#### [Exercise prompt]
Reproduce the material below word for word, line by line, without the pictures.

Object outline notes

## Begin

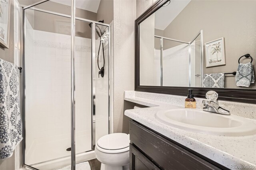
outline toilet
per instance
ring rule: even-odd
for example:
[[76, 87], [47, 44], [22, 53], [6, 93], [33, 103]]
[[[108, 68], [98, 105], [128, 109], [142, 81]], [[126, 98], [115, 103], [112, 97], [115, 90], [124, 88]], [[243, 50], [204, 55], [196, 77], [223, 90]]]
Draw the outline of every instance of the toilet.
[[115, 133], [100, 138], [95, 144], [96, 158], [101, 170], [129, 170], [130, 135]]

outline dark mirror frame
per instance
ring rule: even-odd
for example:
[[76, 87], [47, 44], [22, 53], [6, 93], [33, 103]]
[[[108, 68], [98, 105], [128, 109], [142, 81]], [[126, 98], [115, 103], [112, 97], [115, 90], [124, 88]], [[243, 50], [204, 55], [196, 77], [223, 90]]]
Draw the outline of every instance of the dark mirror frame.
[[207, 91], [214, 90], [218, 94], [218, 99], [220, 100], [256, 104], [256, 89], [140, 85], [139, 25], [161, 8], [168, 0], [158, 0], [135, 20], [135, 91], [185, 96], [188, 94], [188, 89], [193, 88], [193, 93], [195, 97], [205, 98], [205, 94]]

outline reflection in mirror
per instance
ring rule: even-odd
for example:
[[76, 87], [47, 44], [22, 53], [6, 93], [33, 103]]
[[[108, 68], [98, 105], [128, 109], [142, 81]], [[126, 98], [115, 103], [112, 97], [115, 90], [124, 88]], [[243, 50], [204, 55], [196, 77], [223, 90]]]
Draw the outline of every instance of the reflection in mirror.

## End

#### [Answer to this task]
outline toilet
per instance
ring rule: even-odd
for example:
[[76, 87], [47, 44], [22, 53], [6, 93], [33, 103]]
[[[108, 68], [98, 105], [128, 109], [142, 81]], [[126, 98], [115, 103], [112, 97], [115, 90], [124, 88]], [[243, 50], [204, 55], [196, 77], [223, 90]]]
Draw the outline of every instance of the toilet.
[[115, 133], [100, 138], [95, 144], [96, 158], [101, 170], [129, 170], [130, 135]]

outline dark mirror frame
per instance
ring rule: even-odd
for example:
[[76, 87], [47, 44], [22, 53], [6, 93], [33, 103]]
[[[108, 68], [98, 105], [128, 109], [142, 81]], [[126, 98], [115, 103], [112, 97], [115, 90], [124, 88]], [[243, 50], [204, 55], [196, 77], [223, 90]]]
Draw the outline of every instance of the dark mirror frame.
[[207, 91], [214, 90], [218, 94], [218, 99], [220, 100], [256, 104], [256, 89], [140, 85], [139, 25], [161, 8], [168, 0], [158, 0], [135, 20], [135, 91], [185, 96], [188, 94], [188, 89], [193, 88], [193, 93], [195, 97], [205, 98], [205, 94]]

outline reflection in mirror
per instance
ring rule: even-odd
for example:
[[76, 87], [47, 44], [22, 53], [6, 93], [33, 103]]
[[[108, 68], [98, 105], [128, 109], [142, 81]], [[126, 98], [115, 103], [112, 97], [115, 90], [124, 88]], [[243, 50], [204, 55], [196, 77], [223, 90]]]
Draw the outline of every instance of the reflection in mirror.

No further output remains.